Entries provided:

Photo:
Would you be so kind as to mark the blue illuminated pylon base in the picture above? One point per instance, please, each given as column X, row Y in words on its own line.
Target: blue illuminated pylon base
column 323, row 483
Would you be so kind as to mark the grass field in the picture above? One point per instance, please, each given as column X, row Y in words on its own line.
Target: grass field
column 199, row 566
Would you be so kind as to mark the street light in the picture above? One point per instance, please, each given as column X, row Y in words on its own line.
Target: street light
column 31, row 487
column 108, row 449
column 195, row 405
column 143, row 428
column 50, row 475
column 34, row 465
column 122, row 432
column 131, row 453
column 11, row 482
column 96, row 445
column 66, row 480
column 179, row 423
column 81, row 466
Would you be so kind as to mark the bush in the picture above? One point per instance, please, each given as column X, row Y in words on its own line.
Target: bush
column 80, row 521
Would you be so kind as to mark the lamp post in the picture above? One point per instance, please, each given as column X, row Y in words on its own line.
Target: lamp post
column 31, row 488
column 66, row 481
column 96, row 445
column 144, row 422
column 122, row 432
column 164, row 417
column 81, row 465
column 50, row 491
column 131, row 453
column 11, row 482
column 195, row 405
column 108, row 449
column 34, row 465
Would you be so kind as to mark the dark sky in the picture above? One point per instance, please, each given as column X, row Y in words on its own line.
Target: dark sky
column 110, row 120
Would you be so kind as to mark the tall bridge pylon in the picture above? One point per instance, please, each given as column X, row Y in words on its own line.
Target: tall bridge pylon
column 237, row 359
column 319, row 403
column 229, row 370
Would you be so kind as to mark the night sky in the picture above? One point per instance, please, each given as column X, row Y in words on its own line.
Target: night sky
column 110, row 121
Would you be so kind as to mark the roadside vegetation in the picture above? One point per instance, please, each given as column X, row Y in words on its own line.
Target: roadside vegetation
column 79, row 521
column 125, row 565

Exercise: Reproduce the material above in full, swapping each occurrence of "Target" for "Label" and leaving all other text unchanged.

Expected output:
Photo:
Would you be so kind as to mark the blue illuminated pylon base in the picture above? One point per instance, please, each given as column X, row Y in words on its own line.
Label: blue illuminated pylon base
column 323, row 483
Would you be so kind as to mark the grass field in the picture above? One point per instance, please, each given as column X, row Y in words on its own line.
Label: grass field
column 199, row 566
Would you be so kind as to mark the street light in the picture above? One point per instance, please, each given as column X, row Y in words on its own line.
Label: street light
column 31, row 487
column 108, row 449
column 195, row 405
column 143, row 428
column 50, row 475
column 34, row 465
column 122, row 432
column 131, row 453
column 11, row 482
column 96, row 445
column 66, row 480
column 179, row 423
column 81, row 466
Would you be so kind as to mark the bush in the picture above? One point per instance, please, each given as column X, row Y in words on its own line.
Label: bush
column 80, row 521
Would you be so kind as to mark the lamp post in the picture above? One point per instance, please, each given as column X, row Y in words on its own line.
Label: lamp post
column 31, row 488
column 66, row 481
column 96, row 445
column 144, row 422
column 122, row 432
column 164, row 417
column 81, row 465
column 50, row 491
column 131, row 453
column 11, row 482
column 195, row 405
column 108, row 449
column 34, row 465
Would you be so kind as to mark the dark sky in the picture above? One point per instance, please, each given as column X, row Y in words on its own line.
Label: dark sky
column 110, row 120
Would you be so kind as to mark the tall bridge pylon in the picture above? One point per instance, please, each given as column X, row Y in words on its own line.
Label: tall bridge pylon
column 237, row 359
column 319, row 403
column 229, row 370
Would you be so kind as to mark the night sky in the picture above? One point per instance, please, each given as column X, row Y in words on its own line.
Label: night sky
column 110, row 121
Would you be so kind as to mark the roadside vegetation in the picture above? One point per instance, please, each given as column X, row Y in words on its own line.
Label: roadside vegetation
column 79, row 521
column 125, row 565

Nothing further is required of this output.